• [Your assignment]: Search the entries below for "water", and copy each line where it appears.
=== Section Start ===
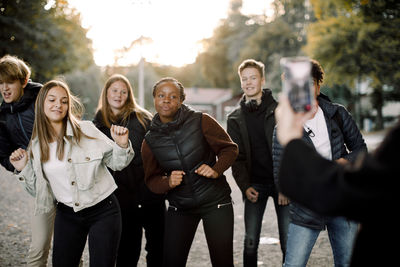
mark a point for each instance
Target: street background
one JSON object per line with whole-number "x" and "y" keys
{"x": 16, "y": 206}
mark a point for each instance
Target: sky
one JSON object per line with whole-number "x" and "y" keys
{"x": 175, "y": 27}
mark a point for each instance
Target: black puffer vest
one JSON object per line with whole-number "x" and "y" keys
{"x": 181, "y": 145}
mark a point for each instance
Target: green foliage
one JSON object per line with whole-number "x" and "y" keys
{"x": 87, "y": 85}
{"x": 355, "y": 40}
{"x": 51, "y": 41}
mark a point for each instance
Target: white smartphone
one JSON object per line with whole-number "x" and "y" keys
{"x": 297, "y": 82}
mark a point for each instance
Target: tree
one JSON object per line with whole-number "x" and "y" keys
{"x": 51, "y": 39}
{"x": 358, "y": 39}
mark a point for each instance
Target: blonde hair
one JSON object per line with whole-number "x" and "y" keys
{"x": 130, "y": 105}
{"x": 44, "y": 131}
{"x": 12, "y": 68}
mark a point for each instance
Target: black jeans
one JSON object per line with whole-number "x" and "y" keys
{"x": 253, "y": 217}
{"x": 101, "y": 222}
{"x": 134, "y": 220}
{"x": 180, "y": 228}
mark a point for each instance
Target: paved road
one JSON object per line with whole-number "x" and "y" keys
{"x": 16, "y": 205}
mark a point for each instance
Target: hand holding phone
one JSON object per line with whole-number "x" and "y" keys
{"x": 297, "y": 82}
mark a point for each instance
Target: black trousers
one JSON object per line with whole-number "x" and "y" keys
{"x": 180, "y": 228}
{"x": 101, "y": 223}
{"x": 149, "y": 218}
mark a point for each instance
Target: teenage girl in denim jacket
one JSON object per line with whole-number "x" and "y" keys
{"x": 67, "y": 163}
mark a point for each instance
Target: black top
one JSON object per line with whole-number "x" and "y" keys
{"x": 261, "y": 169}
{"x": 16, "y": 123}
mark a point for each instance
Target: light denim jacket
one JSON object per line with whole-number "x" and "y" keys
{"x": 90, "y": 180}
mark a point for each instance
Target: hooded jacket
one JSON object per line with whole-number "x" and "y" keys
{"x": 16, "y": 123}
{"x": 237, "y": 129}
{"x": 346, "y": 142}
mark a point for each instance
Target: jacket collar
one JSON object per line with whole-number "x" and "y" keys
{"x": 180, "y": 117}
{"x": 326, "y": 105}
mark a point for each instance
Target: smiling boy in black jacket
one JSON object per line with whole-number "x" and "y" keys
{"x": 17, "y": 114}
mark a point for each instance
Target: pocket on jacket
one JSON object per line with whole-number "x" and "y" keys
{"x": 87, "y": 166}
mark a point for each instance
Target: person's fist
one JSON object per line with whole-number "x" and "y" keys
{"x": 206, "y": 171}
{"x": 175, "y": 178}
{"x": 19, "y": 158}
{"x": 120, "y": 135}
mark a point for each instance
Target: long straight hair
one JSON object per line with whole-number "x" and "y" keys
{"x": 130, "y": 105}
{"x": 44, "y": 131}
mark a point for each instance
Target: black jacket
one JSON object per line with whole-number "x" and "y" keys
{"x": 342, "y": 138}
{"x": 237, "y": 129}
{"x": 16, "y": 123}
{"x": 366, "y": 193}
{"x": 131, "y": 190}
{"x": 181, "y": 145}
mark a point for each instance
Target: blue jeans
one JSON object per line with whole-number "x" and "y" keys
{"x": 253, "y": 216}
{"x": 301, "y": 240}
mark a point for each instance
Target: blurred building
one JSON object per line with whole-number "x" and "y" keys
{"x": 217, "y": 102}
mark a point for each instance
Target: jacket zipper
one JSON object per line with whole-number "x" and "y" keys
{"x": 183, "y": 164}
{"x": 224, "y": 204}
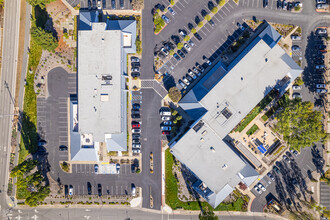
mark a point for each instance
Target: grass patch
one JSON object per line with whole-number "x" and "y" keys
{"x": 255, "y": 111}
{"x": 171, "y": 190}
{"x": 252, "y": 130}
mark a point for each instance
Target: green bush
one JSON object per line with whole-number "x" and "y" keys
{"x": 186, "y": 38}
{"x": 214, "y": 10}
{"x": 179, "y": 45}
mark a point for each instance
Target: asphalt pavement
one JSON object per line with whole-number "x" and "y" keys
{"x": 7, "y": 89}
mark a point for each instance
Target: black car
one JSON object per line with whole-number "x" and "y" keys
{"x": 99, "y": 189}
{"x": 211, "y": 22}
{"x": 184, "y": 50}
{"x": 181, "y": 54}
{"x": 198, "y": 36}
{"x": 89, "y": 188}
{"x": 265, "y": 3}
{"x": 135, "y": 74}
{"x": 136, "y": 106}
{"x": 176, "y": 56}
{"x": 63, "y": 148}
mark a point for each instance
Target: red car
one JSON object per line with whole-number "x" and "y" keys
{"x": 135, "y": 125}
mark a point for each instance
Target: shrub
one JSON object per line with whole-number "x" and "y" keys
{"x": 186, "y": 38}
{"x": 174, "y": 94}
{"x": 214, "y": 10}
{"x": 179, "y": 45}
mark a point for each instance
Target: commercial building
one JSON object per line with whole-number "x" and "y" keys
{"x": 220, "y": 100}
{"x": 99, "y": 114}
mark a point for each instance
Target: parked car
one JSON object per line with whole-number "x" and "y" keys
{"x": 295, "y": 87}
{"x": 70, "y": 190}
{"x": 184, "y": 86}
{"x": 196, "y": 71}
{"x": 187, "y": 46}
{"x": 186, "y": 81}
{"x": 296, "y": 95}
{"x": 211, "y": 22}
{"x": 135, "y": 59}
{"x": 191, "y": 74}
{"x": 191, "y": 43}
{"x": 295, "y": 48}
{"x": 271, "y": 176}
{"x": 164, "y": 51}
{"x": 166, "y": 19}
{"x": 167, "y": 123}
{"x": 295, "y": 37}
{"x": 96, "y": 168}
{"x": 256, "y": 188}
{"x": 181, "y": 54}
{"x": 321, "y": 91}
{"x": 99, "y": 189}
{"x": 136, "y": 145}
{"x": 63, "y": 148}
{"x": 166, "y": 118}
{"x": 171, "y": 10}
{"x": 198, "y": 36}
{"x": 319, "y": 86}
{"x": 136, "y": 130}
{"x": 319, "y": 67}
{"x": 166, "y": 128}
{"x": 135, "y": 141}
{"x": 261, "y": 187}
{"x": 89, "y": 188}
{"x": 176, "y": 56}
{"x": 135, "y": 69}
=== Section End ===
=== Section Start ===
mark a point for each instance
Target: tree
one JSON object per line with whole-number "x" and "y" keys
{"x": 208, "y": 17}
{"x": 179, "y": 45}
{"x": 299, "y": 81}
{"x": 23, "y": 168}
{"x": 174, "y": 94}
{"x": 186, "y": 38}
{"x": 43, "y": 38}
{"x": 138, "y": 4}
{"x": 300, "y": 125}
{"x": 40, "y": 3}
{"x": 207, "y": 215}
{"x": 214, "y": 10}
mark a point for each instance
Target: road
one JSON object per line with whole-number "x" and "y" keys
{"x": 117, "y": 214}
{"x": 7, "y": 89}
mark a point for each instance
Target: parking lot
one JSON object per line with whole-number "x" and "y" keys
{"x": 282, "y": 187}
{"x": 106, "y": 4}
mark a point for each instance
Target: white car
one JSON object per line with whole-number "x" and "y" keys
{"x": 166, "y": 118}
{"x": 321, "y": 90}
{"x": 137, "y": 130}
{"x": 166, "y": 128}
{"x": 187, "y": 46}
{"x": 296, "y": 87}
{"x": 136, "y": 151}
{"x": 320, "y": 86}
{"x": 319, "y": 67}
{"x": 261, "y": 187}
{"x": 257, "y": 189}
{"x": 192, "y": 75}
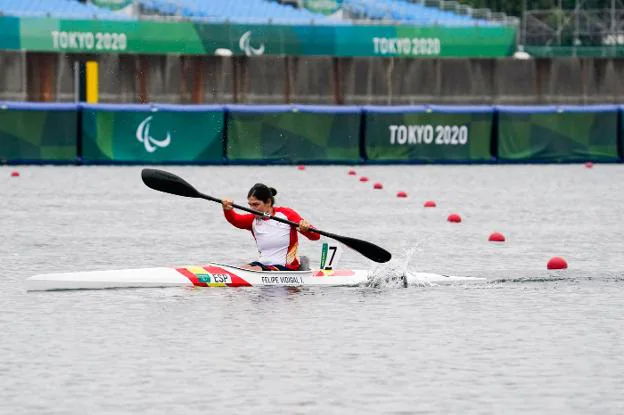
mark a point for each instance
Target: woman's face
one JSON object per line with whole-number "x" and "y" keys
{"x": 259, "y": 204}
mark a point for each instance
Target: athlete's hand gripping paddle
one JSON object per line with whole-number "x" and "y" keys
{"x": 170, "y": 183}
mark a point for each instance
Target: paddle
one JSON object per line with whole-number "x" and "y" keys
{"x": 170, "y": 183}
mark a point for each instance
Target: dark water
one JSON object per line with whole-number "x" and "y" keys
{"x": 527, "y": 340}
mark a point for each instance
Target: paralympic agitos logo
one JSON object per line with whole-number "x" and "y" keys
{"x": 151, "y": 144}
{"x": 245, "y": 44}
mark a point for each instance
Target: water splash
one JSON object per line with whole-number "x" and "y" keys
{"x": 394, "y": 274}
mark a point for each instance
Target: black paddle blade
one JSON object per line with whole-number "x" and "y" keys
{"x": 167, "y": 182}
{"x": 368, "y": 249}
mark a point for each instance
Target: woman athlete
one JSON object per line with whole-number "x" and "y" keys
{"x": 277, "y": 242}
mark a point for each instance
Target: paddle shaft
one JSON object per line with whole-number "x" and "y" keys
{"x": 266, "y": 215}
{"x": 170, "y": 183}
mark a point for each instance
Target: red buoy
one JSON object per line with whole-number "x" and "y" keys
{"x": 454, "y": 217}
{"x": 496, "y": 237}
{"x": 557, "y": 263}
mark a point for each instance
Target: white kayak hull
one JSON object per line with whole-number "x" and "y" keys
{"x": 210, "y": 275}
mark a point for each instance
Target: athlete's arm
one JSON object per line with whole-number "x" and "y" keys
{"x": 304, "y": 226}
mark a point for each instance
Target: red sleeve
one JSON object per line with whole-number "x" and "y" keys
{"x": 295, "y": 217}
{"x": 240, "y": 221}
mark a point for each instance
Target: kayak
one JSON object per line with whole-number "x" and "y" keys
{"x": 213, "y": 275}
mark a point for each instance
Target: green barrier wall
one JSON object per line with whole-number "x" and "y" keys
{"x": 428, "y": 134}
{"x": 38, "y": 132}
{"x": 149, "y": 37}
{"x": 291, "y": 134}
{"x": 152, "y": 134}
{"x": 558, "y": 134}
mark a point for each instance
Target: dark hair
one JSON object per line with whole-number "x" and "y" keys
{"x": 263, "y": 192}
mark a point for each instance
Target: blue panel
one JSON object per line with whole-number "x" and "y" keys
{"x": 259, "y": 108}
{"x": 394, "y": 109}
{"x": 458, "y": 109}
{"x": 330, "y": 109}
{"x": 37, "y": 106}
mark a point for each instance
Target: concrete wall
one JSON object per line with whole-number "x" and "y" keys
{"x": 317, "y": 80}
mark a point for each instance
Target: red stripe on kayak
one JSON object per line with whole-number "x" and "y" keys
=== Section End ===
• [Answer]:
Target: dark water
Target: water splash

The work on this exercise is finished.